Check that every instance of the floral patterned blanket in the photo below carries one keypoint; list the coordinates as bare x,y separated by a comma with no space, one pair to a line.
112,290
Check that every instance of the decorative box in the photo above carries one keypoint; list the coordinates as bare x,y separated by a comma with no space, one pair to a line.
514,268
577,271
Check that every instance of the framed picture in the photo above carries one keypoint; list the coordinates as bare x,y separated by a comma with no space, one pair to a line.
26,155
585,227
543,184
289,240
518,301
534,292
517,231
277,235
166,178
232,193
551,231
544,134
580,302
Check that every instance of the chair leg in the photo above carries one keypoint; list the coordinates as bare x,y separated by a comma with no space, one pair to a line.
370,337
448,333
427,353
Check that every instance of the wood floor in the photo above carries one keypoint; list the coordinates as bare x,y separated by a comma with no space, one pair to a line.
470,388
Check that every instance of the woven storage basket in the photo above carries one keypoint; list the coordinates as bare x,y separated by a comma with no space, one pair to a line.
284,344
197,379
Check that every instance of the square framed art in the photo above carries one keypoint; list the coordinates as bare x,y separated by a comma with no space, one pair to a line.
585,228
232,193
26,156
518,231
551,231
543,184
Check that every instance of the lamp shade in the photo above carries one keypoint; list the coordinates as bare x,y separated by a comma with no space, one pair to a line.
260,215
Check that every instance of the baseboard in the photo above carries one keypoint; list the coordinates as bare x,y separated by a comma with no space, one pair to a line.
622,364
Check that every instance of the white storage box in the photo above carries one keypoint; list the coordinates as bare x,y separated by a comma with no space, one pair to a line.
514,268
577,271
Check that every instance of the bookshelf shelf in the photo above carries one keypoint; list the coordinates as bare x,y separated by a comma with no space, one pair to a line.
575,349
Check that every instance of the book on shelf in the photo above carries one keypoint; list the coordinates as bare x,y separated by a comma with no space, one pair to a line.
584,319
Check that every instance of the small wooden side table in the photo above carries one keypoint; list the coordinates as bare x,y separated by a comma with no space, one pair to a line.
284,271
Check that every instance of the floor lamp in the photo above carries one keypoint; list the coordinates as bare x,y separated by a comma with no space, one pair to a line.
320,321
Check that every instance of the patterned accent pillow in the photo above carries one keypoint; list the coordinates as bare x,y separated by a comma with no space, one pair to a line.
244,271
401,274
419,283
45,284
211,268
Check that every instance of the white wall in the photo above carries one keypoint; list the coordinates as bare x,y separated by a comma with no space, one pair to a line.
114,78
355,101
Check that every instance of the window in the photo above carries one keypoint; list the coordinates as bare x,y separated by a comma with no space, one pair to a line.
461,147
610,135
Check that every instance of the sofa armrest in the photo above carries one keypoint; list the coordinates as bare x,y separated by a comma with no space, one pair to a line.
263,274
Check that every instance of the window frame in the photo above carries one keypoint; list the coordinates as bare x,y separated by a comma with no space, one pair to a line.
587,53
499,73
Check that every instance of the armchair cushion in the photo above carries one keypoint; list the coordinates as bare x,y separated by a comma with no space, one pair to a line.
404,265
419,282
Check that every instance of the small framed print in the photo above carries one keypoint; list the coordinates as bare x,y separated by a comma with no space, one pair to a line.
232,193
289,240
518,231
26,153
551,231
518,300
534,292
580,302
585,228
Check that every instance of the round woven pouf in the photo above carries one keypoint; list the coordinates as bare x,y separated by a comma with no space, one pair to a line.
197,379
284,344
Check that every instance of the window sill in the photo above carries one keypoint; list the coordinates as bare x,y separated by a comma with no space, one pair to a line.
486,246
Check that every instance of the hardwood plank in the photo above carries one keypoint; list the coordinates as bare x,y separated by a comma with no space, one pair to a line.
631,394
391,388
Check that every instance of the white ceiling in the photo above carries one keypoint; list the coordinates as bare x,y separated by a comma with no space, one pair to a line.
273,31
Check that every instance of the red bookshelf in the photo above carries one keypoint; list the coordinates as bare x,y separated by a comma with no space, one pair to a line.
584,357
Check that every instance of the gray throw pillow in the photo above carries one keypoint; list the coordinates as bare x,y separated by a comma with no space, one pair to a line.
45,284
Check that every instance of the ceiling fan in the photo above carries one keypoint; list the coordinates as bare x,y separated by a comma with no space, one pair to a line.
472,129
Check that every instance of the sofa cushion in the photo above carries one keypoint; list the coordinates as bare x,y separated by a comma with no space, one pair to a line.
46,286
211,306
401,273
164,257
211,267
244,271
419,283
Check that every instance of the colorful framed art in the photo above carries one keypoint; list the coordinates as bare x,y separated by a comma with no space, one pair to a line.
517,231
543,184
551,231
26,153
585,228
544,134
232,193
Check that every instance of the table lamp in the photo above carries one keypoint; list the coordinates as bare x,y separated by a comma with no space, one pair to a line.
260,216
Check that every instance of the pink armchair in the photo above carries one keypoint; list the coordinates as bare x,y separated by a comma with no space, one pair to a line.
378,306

● Problem statement: Copy out the whole listing above, leaving each line exactly as it stands.

● Solution for this task:
Check that every instance of the floral patterned blanket in the photo below carries one keypoint; list the coordinates as bare x,y separated by a comma with no space, one pair to a line.
112,290
Check that every instance of the decorative box in the photo above carries one keypoint; list the coordinates as bare x,y separated by a comma with no space, one pair to a line.
514,268
577,271
Check that every instance of the framed picture in the photo above carries one keypoint; list the coordinates as bare x,y separated by a comma with no space, one pair to a line.
26,155
585,227
543,184
289,240
518,301
534,292
517,231
277,235
166,178
232,193
551,231
544,134
580,302
Check that every instance of the chair leg in the photo above carries one keypoint; list the coordinates as bare x,y separated by a comma with no space, one pair to a line.
370,337
448,333
427,353
Check that every instance of the wood floor in the photo above carries one keypoint; list the coordinates as bare x,y separated by a comma with no space, one pair to a line.
470,388
Check that every instance of the woven storage basket in the photo above carries one keypoint; list the coordinates as bare x,y separated by a comma with no space, one pair to a line.
284,344
197,379
Check that every instance of the square framed art in the photo above carries one keypoint; list the coordinates as bare x,y separated by a comma with no space, one pair to a line.
585,228
232,193
26,156
518,231
551,231
543,184
Check that every instance of the lamp shade in the photo above carries one keypoint; list the coordinates as bare x,y separated by a comma with no space, one pair to a line.
260,215
Check that every instance of the baseboard in the photo above carries one keypoint; list the coordinates as bare x,y separated by a comma with no space, one pair to a line.
622,364
Check that every instance of the white storage box in the photo above carries one keypoint; list the coordinates as bare x,y separated by a comma with no space, one pair to a line.
514,268
577,271
Check that every instance of the bookshelf shelf in the photo above carries one keypoint; list the coordinates as bare x,y separated by a comma with no space, one pair to a line.
575,349
Check that every instance of the book on shelf in the photo above carries one keypoint; list the coordinates as bare x,y separated by a comma with no space, one pair to a line.
584,319
Check that every instance of the small wooden side table in the photo above carries one keypoint; list the coordinates as bare x,y separated by a comma with no space, one pair to a line.
284,271
Check that every instance of the floor lamp in the photo above carries one keypoint; list the coordinates as bare x,y separated by a comma with no space, one pair to a line.
320,321
Check that every instance of the patterned accent pillow in the photo above carries one keypoint; list the coordinates as bare x,y separated by a comma with no space, one pair to a line.
244,271
401,274
419,283
45,284
211,268
Check that every instance of the white wall in the photo above carries one keypoint; list the coordinates as bare x,y separated by a comma with no space, one pair to a line.
114,78
355,101
Check that every instance of the window in the photo above carries one keypoint; list the coordinates as bare x,y separated by a comma with no space, one pair to a line.
461,147
610,135
Check that every instance of the sofa armrest in the photo above carries one keypoint; list the coordinates as bare x,y separated by a comma with no space, one pair to a line.
263,274
Check that every instance of the window frame in the photo above carries one keypoint; list the coordinates as bare x,y separated by a comma with no space, one pair to a line.
587,53
499,73
Check that every instance of the armchair cushion in the photo above carries one keypoint; list the coordinates as bare x,y separated by a comma with no space, one pair to a line.
404,265
419,282
Check that every instance of the small framed print in the photo above carries one keypoint; list the coordinates as bare x,y separated by a comma with no space, one pair to a line.
232,193
289,240
518,231
26,153
551,231
518,300
534,292
580,302
585,228
Check that every instance of the round woven pouf in the photo above carries one keypoint; list the coordinates as bare x,y separated by a comma with no space, one pair to a line.
197,379
284,344
Check that every instance of the window sill in the photo above carries one keypoint; list the coordinates as bare x,y separated by a comma with no space, one pair to a line.
486,246
Check that every instance of the hardwood plank in the photo above carries one keypoint; list the coordinates as bare x,y separated by a comma with no space, one pair to a line.
631,394
391,388
Check that every instance of the white ceiling in the photo above carries one keypoint; list the coordinates as bare x,y separated by a comma with no space, one pair to a line.
273,31
Check that every instance of the red bookshelf in the photo above carries one keypoint; list the coordinates as bare x,y separated by a comma with no space, one pair to a line.
584,357
Check that every instance of the gray throw pillow in the photo above carries one keypoint; list the coordinates as bare x,y separated by a comma with no space, one pair to a line.
45,284
Check that every instance of the ceiling fan in the photo above carries one keypoint; list the coordinates as bare x,y separated by a comma with no space, one pair to a line.
472,129
Check that every instance of the sofa cushion in the photo above carries one keypoint; list the coordinates as bare x,y separated by a comma with no space, one pair to a line.
46,286
211,306
401,273
164,257
211,267
244,271
419,283
Check that every instance of the colorful framed art in the photo above carries one keypoint; list the coordinates as bare x,y separated by a comma with no space, one pair to a line.
517,231
543,184
551,231
26,153
585,228
544,134
232,193
Check that every instance of the table lamp in the photo above carries one keypoint; list the coordinates as bare x,y separated by a comma with no space, one pair to a line.
260,216
Check that every instance of the pink armchair in the photo above carries one keypoint; list the coordinates as bare x,y separated by a comma with no space, one pair to a line.
378,306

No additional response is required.